- [TEXT EXTRACT]:

"""

Skip to content

National Gallery presents an exhibition focusing on Rothko’s works on paper

Mark Rothko - Untitled - oil on paper - 1959

From November 19, 2023, through March 31, 2024, the exhibition at the National Gallery of Art, Washington, examines some 100 paintings on paper that the artist viewed as finished works in their own right.

Source: National Gallery of Art, Washington · Image: Mark Rothko, “Untitled”, 1959, oil on paper, private collection. © Kate Rothko Prizel and Christopher Rothko

By considering Rothko’s work on paper, which is largely unfamiliar to art specialists and the public alike, the exhibition offers a new view of the development of the artist’s oeuvre. Made throughout Rothko’s career, the works in the exhibition range from early watercolors of figurative subjects and mythological and surrealist works to oil and acrylic paintings in the artist’s signature format of soft-edged rectangular fields arranged against monochrome backgrounds. Many of the latter are monumental in scale, measuring up to seven feet tall. The exhibition will travel to the National Museum of Art, Architecture and Design in Norway in 2024, where it will be the first major exhibition of the artist’s work held in Scandinavia.

"""

Saved entries
"""

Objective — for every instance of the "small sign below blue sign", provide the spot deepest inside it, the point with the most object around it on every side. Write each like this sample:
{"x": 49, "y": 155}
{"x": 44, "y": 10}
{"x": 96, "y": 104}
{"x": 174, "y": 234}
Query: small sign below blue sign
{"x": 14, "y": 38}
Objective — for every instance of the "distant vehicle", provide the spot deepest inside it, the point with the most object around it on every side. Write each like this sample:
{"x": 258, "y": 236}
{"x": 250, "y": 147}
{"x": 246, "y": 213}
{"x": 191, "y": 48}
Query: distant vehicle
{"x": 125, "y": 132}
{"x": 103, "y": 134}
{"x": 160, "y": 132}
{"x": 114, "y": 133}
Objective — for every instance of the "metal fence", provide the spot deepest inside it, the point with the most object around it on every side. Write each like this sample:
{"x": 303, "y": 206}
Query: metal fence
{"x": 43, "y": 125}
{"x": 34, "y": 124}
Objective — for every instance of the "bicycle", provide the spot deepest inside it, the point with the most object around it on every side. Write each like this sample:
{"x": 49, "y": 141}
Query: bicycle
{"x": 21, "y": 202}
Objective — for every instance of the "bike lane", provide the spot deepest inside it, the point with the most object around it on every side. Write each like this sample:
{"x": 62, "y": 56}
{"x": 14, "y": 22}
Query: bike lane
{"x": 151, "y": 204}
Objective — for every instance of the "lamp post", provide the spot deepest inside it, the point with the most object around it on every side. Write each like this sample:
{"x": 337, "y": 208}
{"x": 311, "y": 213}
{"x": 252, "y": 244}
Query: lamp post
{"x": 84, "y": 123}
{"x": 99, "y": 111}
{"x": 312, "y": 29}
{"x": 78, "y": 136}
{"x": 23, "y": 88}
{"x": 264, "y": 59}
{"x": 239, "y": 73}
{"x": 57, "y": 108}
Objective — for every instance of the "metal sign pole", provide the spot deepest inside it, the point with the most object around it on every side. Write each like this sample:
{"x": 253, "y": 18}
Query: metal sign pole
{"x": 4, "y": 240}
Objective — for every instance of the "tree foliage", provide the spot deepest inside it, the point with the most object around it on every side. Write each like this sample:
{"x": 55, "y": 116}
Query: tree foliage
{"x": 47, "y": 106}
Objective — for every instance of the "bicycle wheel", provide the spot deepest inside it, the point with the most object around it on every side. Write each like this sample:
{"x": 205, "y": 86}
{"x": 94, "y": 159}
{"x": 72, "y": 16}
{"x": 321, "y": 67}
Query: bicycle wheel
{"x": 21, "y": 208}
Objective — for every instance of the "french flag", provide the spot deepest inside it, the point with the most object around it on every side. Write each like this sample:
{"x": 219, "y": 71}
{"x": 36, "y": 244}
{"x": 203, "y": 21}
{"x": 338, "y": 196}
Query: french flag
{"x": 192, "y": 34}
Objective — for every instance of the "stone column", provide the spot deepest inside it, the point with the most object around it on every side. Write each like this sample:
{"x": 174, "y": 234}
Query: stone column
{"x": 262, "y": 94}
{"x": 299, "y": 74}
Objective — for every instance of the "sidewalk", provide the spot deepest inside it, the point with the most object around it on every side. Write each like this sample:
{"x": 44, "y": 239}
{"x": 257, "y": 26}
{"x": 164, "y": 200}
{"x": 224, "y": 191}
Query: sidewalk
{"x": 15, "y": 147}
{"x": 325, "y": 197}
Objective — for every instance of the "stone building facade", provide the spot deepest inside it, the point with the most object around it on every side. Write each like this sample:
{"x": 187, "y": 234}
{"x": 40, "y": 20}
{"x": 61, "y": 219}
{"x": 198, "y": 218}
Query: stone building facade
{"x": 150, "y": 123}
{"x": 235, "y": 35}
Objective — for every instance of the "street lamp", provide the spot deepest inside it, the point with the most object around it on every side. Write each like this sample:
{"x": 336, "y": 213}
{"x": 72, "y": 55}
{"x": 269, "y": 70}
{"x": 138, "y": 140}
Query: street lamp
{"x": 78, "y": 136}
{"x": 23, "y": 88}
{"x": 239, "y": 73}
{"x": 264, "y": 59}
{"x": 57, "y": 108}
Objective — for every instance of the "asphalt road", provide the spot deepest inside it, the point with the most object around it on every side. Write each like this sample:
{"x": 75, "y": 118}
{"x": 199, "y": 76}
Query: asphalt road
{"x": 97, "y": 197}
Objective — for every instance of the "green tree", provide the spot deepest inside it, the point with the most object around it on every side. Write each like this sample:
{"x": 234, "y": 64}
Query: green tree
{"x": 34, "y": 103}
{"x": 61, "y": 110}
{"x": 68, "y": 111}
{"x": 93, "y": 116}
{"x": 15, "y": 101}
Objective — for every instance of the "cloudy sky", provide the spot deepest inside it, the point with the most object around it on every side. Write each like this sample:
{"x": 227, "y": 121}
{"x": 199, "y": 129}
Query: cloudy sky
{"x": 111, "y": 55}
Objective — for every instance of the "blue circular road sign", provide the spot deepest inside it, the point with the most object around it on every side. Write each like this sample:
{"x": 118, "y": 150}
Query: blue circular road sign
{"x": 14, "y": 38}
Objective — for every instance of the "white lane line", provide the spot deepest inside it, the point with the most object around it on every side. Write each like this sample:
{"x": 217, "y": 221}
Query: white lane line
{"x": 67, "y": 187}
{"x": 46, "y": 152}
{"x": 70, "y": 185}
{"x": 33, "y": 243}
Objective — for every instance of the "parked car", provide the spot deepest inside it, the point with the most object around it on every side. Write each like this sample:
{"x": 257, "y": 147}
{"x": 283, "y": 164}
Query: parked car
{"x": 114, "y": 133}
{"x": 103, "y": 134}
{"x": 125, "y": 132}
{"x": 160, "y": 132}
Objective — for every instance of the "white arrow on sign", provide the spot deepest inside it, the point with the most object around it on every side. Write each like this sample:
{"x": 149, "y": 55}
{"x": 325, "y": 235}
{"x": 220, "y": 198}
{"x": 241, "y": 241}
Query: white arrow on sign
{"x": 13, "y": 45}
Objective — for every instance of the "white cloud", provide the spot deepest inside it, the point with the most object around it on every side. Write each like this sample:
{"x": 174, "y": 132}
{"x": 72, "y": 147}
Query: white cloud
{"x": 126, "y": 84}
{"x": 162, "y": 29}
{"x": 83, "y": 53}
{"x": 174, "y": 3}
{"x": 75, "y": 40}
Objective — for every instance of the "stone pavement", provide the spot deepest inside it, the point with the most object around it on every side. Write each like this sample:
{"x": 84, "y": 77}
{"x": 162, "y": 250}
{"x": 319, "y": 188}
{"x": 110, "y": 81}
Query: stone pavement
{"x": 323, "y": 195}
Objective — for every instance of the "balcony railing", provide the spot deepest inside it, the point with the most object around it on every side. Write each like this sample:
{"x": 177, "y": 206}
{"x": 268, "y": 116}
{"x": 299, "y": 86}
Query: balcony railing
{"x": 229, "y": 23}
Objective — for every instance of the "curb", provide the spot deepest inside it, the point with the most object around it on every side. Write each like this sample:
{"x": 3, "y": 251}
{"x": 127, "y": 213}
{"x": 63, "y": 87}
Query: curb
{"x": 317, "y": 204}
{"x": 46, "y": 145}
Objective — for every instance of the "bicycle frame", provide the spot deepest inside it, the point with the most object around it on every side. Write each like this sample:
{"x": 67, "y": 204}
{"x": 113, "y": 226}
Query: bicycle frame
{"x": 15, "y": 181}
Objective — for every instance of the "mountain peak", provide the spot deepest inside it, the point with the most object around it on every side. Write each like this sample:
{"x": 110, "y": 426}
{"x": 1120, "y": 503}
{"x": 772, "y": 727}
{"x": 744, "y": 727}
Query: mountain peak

"""

- [WHAT TO WORK ON]:
1 > Duplicate the passage of the Rothko exhibition article, everything from "Mark Rothko - Untitled" down to "their own right.".
2 > In the Rothko exhibition article, where is the exhibition set to travel in 2024?

- [RESULTS OF THE EXERCISE]:
1 >
Mark Rothko - Untitled - oil on paper - 1959

From November 19, 2023, through March 31, 2024, the exhibition at the National Gallery of Art, Washington, examines some 100 paintings on paper that the artist viewed as finished works in their own right.

2 > To the National Museum of Art, Architecture and Design in Norway.